[BEGIN INPUT MATERIAL]

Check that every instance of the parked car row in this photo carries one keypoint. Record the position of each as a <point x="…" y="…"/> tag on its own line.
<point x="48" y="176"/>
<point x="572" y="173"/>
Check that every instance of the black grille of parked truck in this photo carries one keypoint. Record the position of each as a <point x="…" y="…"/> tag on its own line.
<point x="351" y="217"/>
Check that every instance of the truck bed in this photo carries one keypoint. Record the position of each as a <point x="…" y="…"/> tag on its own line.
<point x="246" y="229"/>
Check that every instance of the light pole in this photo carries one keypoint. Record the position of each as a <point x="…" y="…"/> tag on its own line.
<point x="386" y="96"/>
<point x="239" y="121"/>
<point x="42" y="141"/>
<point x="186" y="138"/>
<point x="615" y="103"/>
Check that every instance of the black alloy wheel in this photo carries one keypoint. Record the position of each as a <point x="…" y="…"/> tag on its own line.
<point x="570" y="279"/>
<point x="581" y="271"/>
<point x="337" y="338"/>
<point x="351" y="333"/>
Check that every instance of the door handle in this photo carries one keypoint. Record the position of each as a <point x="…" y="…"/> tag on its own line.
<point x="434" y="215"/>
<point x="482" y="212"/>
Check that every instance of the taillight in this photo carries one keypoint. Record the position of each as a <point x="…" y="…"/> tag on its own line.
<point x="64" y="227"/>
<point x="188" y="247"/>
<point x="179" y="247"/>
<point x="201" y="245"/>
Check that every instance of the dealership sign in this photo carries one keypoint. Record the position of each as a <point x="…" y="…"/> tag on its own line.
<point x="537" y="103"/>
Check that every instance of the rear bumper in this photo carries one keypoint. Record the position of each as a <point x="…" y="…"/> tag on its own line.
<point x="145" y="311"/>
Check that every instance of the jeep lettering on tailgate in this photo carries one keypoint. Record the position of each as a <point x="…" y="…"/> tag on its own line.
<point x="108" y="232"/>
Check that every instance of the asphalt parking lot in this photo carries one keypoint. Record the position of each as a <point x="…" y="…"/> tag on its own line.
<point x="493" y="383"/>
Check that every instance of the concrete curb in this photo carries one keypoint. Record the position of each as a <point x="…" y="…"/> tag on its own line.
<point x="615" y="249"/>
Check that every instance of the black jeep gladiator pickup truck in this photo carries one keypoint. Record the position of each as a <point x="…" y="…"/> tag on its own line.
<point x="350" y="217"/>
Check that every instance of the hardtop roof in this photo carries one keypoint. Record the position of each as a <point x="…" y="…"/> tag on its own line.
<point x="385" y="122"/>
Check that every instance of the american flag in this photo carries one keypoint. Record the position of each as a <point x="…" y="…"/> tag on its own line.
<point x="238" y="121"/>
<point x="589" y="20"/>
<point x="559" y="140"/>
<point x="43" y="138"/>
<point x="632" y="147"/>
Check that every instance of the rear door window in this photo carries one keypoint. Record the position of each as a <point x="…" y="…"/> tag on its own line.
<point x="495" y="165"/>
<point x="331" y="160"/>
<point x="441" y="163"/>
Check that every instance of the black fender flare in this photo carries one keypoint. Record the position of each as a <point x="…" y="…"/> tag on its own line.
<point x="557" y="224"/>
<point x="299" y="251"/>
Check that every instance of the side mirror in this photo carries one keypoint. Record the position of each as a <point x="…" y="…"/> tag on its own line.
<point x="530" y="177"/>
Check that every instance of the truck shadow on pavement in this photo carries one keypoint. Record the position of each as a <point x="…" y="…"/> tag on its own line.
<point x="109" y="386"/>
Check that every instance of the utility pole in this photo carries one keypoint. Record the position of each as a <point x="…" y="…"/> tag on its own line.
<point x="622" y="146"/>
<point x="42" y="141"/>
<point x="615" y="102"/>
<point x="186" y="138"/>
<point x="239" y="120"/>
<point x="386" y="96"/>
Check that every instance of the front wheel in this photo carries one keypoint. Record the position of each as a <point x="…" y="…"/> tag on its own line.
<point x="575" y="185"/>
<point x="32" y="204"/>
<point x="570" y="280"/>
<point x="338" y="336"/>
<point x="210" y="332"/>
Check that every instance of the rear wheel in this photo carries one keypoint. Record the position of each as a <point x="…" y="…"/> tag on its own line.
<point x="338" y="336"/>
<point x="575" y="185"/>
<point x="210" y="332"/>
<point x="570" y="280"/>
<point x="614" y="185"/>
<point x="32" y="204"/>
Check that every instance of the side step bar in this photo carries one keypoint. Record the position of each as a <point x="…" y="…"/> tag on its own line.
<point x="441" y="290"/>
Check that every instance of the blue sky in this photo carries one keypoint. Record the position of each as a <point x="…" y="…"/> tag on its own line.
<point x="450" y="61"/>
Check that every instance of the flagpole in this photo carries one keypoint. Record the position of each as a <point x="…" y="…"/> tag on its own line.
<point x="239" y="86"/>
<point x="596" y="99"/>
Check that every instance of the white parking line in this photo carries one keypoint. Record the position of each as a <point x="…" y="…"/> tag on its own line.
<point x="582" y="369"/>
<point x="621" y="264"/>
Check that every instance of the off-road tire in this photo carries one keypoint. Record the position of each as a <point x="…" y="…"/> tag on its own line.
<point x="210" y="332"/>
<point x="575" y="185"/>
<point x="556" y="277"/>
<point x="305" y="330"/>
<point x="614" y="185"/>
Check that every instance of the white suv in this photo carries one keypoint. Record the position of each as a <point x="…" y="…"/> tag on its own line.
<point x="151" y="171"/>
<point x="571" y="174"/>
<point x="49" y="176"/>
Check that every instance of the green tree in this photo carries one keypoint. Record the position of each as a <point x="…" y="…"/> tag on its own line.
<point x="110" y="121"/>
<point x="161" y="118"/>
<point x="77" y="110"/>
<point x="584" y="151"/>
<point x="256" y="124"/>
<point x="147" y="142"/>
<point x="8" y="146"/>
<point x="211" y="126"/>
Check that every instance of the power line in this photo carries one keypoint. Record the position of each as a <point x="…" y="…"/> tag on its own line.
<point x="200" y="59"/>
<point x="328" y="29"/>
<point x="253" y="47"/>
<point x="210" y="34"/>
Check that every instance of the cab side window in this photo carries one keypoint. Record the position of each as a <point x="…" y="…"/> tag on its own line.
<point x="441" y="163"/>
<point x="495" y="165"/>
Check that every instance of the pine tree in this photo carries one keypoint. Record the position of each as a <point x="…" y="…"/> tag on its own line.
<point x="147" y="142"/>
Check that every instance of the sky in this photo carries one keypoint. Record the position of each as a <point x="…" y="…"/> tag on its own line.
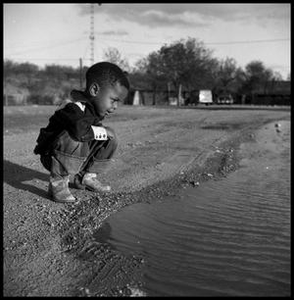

[END INPUT MATERIAL]

Select every line above that contains the word "black", and copy each one in full.

**WORKED ANSWER:**
Check that every instance of the black grille of parked truck in this photo carries one keypoint. Record the position of each as a <point x="…" y="…"/> tag on its own line.
Check that every instance of the black alloy wheel in this photo carries one keypoint. Record the position of each as a <point x="…" y="…"/> tag on its own line.
Check that every instance of the black jeep gladiator pickup truck in this photo carries one keypoint. Record the position of each as a <point x="…" y="…"/> tag on its own line.
Check that every instance of the black fender flare in this photo carries one keypoint. Record the position of each as a <point x="…" y="…"/> tag on its own line.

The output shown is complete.